- **Given problem**
Report how many lines of the listing contain the string "water". Give the number alone.

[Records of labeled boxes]
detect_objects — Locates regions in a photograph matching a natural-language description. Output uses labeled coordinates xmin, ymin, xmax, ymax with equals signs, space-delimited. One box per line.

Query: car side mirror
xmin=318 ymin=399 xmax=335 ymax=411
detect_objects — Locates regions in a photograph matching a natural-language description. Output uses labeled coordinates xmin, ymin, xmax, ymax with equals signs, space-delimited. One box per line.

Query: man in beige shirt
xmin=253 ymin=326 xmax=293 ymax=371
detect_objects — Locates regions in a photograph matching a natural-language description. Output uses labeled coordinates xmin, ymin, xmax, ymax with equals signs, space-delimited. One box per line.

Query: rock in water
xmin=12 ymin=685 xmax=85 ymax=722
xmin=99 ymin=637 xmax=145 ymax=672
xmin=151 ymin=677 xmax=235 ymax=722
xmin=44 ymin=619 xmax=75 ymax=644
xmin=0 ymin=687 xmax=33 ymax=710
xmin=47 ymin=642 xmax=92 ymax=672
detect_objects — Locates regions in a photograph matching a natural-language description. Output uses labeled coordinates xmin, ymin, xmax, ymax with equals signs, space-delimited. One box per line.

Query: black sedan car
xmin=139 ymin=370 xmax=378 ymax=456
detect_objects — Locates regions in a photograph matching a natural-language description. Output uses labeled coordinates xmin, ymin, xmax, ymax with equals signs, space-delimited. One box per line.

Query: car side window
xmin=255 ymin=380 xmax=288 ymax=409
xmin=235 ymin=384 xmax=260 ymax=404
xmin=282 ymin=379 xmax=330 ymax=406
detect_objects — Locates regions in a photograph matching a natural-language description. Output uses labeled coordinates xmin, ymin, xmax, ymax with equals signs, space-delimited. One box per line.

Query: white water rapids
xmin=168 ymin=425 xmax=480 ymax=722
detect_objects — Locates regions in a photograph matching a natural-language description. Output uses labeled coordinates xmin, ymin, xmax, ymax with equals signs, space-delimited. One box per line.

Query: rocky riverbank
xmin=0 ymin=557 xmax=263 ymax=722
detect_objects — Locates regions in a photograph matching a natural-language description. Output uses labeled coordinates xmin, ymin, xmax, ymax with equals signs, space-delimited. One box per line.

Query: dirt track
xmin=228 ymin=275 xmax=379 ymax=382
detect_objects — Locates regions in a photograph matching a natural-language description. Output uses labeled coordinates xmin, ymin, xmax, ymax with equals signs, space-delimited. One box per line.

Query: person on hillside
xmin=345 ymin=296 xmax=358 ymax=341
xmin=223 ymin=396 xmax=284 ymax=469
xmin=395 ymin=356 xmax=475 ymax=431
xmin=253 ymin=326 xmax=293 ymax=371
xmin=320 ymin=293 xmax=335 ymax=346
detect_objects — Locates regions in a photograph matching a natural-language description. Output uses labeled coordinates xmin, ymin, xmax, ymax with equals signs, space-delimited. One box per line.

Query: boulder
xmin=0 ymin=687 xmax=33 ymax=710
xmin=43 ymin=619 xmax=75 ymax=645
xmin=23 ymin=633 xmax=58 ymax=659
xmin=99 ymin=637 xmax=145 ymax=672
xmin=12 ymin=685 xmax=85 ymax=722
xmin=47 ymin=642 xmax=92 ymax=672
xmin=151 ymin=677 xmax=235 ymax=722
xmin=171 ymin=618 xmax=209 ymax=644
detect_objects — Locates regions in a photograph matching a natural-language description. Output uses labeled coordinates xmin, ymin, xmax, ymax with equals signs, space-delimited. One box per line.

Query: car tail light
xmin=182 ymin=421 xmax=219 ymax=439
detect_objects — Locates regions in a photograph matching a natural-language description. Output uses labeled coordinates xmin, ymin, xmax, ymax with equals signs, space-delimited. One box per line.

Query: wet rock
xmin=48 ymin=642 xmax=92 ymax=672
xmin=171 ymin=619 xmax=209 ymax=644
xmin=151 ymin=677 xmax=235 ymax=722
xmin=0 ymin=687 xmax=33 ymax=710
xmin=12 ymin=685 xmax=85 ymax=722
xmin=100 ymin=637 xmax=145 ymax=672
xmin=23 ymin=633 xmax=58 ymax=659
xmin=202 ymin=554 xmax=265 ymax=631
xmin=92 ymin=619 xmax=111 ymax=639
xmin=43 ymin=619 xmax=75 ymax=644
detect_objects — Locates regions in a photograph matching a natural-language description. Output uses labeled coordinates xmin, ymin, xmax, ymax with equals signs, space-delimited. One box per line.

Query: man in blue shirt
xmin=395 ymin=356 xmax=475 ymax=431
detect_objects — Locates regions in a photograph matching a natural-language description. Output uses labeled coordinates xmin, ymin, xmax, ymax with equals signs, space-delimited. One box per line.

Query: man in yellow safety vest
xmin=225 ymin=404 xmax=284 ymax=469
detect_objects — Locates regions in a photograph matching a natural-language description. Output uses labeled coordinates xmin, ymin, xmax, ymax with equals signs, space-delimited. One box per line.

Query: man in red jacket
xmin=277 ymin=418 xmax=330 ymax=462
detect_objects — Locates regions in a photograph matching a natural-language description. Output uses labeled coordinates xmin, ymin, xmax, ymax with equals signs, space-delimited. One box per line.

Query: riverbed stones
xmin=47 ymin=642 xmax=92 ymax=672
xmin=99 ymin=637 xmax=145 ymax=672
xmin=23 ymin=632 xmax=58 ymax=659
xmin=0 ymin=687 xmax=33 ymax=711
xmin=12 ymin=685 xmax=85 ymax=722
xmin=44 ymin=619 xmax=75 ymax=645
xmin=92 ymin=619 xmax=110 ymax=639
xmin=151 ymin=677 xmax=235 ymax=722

- **Exercise solution**
2